▸ **Goal of the exercise**
Count the lines in the entries below that contain the word "dark", matching case exactly, and reply with only that number.

** Start of Material **

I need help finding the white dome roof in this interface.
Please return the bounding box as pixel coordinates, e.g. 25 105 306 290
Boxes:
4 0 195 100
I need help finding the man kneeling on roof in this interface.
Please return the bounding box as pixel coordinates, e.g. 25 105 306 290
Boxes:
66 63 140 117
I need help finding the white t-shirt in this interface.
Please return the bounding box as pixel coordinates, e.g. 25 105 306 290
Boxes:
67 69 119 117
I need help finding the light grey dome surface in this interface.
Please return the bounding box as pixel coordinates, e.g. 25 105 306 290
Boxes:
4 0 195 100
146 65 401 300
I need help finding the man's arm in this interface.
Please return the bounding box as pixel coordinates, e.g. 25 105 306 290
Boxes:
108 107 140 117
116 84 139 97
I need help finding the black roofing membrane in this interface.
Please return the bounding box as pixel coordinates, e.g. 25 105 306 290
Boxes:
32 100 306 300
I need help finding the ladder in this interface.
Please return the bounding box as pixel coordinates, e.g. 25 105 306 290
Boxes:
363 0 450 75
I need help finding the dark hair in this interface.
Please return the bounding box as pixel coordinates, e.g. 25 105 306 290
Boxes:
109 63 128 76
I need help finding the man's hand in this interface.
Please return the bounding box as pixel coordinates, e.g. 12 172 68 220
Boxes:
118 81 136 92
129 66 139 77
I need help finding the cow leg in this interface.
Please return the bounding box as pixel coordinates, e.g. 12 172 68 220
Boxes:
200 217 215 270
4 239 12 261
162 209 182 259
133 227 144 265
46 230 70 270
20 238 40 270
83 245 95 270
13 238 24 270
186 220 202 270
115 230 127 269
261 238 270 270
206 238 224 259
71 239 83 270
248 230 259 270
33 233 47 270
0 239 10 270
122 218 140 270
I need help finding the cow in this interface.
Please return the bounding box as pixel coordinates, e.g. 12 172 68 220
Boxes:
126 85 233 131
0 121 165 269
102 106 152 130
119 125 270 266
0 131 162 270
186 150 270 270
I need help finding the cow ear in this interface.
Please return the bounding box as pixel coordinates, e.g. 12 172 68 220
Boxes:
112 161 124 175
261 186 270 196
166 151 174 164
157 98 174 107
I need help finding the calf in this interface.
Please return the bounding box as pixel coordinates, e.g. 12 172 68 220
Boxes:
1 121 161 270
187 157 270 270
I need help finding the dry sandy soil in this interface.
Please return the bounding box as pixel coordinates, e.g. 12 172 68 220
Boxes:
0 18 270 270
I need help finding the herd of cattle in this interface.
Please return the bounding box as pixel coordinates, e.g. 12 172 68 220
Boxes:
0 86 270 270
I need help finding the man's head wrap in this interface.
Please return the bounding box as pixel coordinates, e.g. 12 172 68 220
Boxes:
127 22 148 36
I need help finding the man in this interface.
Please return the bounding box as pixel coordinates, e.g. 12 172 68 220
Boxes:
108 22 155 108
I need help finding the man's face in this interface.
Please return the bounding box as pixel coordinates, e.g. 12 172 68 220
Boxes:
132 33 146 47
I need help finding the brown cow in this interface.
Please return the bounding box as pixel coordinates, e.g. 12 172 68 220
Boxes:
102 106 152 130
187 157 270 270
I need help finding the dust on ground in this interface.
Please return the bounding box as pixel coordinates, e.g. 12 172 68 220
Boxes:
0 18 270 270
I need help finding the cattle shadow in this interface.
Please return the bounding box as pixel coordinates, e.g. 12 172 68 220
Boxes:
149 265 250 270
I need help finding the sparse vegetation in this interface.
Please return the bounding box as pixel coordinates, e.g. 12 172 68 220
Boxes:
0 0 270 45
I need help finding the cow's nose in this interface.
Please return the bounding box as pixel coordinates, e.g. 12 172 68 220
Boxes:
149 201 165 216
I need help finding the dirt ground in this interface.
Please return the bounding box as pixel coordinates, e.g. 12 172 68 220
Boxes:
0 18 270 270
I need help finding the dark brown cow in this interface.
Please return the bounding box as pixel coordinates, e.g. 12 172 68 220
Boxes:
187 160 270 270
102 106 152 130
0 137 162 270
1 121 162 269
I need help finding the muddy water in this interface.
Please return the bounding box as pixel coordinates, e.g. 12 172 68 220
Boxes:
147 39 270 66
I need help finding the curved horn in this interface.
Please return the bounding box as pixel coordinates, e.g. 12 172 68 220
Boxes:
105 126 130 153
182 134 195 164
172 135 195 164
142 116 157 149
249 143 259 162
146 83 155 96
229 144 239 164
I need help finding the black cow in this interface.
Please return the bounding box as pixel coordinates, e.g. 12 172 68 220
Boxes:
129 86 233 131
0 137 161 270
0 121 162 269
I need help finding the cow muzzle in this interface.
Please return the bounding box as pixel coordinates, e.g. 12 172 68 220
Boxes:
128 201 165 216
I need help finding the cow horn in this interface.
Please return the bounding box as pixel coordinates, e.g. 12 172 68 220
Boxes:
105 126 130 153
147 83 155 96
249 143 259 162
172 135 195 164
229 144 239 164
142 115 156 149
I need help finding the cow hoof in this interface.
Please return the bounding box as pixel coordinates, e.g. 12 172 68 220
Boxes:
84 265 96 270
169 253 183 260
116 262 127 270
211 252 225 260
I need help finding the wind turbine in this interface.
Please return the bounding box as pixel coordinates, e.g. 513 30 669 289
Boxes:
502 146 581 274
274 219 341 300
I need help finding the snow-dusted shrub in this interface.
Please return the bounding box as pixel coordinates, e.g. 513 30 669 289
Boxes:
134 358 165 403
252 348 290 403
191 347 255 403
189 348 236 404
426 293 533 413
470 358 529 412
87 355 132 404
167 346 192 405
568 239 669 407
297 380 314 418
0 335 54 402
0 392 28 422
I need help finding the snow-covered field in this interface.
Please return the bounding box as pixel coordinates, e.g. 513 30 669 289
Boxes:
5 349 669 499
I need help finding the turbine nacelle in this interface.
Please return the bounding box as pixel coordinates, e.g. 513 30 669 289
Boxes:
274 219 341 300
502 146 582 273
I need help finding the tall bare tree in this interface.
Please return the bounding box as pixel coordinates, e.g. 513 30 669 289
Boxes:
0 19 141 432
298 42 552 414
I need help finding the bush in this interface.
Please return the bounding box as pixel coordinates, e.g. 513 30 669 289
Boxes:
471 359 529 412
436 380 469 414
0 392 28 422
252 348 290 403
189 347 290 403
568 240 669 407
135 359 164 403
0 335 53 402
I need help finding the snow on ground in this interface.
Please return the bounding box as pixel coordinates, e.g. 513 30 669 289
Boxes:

** End of Material **

▸ **Result below**
2